<<<<
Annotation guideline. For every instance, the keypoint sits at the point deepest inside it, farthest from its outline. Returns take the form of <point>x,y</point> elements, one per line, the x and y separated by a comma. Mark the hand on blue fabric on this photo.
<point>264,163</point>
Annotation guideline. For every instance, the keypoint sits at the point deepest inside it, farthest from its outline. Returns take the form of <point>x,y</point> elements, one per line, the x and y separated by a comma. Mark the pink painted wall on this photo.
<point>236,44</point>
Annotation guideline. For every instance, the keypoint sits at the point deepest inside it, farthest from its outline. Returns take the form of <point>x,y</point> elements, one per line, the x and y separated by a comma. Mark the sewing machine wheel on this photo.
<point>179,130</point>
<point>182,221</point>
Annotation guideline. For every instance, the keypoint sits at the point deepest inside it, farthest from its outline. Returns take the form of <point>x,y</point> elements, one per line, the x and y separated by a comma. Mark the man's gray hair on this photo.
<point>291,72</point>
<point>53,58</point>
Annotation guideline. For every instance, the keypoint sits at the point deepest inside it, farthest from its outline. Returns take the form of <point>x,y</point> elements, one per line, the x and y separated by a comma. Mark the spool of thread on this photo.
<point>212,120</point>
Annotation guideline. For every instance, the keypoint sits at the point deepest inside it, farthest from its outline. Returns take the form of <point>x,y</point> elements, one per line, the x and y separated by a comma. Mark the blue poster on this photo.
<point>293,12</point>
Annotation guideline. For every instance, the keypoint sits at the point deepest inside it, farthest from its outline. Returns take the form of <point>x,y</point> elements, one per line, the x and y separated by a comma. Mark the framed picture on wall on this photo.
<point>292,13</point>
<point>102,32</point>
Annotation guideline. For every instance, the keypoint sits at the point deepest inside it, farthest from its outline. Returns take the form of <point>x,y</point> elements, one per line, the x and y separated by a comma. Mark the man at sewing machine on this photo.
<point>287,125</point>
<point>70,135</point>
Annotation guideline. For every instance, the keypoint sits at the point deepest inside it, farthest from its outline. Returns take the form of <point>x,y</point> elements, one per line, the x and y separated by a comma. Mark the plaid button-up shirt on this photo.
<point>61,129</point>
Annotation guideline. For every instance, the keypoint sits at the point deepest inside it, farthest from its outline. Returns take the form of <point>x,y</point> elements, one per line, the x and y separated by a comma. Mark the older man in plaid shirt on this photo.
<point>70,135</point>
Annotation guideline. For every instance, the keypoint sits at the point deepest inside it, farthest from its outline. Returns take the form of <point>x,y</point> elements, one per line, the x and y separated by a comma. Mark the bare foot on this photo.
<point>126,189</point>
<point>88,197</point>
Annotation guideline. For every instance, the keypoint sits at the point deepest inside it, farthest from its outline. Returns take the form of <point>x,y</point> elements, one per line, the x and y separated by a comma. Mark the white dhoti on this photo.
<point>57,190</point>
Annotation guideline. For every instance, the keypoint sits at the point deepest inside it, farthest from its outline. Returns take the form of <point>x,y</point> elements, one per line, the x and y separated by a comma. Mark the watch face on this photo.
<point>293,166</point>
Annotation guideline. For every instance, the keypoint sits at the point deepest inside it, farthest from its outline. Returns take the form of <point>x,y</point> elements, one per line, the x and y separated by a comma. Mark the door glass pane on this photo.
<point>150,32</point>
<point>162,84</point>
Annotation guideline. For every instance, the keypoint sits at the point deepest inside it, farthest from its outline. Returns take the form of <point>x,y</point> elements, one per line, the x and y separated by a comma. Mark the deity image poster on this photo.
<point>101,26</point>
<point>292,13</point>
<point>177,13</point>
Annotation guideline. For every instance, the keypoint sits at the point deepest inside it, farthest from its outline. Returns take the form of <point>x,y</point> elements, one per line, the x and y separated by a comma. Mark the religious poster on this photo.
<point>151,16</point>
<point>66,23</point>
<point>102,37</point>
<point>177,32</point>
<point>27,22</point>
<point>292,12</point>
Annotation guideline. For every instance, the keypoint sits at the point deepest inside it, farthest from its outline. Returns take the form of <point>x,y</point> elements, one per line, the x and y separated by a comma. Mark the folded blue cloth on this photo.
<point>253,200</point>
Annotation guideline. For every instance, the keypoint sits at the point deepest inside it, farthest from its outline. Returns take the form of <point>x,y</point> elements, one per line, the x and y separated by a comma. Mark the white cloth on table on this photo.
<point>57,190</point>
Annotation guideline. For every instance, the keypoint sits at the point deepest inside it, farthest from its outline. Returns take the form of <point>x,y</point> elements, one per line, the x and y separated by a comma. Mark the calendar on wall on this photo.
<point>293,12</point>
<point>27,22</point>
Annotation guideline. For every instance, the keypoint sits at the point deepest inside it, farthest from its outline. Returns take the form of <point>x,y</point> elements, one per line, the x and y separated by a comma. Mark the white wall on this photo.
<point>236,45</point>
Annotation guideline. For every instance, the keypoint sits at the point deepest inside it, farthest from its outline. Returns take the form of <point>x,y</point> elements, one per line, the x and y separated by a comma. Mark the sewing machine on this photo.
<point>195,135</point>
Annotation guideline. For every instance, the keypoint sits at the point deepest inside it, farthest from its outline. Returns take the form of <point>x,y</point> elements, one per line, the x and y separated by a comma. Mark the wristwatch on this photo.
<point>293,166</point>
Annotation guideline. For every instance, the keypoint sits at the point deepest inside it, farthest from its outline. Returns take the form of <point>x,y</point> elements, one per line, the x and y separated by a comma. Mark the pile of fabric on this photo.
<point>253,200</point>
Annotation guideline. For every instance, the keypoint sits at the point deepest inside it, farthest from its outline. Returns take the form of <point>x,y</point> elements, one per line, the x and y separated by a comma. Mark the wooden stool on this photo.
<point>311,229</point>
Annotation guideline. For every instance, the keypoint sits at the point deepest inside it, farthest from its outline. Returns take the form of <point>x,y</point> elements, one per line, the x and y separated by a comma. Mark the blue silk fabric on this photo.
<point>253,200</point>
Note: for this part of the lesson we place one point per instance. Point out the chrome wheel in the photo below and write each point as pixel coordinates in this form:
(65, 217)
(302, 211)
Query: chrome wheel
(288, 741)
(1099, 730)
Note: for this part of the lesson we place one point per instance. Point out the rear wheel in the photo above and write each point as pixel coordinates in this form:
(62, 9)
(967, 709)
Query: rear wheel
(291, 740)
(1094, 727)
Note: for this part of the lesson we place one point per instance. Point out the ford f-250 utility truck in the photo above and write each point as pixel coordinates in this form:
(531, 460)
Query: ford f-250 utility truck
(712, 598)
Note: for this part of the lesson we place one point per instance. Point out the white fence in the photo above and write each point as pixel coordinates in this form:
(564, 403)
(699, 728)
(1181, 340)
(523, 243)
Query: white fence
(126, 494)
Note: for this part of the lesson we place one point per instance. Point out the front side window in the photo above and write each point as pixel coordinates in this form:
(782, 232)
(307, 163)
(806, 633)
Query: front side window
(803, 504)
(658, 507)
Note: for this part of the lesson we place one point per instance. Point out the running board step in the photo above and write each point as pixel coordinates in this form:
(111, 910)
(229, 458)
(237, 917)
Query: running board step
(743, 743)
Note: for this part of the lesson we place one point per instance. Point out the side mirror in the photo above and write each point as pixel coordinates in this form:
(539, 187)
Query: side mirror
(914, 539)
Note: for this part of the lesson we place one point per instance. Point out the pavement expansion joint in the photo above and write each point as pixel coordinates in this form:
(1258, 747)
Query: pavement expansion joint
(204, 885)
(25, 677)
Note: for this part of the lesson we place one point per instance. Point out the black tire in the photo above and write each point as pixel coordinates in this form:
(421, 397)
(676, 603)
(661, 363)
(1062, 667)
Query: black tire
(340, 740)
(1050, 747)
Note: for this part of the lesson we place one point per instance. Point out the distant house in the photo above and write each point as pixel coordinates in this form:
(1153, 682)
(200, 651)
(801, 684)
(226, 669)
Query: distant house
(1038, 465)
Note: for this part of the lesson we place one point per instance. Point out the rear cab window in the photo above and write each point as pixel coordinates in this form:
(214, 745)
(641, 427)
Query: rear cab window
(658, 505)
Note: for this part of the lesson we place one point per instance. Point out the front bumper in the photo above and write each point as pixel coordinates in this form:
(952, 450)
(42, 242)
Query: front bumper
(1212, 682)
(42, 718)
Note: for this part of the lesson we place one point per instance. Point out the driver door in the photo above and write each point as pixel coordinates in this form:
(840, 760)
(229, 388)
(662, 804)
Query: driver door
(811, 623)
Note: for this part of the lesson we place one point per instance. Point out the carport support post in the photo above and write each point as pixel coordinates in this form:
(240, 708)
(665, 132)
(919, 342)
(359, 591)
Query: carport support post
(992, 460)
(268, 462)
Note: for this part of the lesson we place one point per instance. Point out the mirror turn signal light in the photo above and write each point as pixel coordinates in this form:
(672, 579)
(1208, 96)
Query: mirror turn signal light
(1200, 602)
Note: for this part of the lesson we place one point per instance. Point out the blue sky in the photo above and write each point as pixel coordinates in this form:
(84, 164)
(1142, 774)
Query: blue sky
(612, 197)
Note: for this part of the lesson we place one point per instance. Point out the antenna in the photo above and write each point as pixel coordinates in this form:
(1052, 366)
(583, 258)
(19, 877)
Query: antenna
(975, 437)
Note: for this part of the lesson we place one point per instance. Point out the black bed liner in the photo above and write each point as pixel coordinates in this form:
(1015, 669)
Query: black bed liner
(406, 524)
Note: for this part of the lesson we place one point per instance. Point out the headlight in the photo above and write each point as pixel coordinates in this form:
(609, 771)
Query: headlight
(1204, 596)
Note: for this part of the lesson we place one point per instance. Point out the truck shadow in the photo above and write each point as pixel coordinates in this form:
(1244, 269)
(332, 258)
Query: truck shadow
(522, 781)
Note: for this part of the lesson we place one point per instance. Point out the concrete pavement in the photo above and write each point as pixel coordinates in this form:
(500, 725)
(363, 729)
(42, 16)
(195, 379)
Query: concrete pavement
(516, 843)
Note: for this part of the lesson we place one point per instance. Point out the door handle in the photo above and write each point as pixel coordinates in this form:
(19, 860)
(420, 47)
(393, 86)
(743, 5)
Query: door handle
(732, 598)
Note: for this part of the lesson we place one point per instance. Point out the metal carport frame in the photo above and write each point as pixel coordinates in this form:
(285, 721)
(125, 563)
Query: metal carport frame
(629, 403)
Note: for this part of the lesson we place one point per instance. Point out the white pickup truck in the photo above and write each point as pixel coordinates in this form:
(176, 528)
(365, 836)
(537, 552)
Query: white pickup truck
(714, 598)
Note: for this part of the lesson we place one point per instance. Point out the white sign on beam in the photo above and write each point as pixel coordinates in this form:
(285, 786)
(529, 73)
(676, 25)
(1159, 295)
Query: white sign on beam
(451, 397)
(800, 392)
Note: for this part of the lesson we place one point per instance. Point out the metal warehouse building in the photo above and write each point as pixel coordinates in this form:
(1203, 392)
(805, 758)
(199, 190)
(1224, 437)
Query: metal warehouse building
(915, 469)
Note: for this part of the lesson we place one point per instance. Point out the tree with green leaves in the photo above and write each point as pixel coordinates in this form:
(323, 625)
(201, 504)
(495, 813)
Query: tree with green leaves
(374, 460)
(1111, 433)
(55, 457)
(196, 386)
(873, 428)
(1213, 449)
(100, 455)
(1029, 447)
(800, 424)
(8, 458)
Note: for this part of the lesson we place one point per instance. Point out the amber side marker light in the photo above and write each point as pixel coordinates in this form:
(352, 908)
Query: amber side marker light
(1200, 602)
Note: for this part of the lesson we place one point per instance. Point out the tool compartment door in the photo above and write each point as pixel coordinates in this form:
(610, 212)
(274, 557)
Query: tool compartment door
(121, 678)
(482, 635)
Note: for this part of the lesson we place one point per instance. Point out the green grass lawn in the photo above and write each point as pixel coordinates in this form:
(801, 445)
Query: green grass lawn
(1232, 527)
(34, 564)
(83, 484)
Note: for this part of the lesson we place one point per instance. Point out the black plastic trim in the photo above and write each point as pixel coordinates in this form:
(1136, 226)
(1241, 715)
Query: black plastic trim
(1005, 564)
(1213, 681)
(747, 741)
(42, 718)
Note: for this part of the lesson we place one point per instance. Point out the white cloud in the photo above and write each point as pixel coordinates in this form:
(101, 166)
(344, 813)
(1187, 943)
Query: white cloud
>>>>
Written task:
Can you copy out, character for character, the stretch from the line containing "the metal warehouse" through the line containing "(1224, 437)", with both of those lines included?

In response:
Note: for this part of the lesson we place one point per instance. Point out the metal warehouse building in the photo above and write each point as pixel coordinates in this form:
(1203, 392)
(805, 758)
(199, 190)
(1224, 437)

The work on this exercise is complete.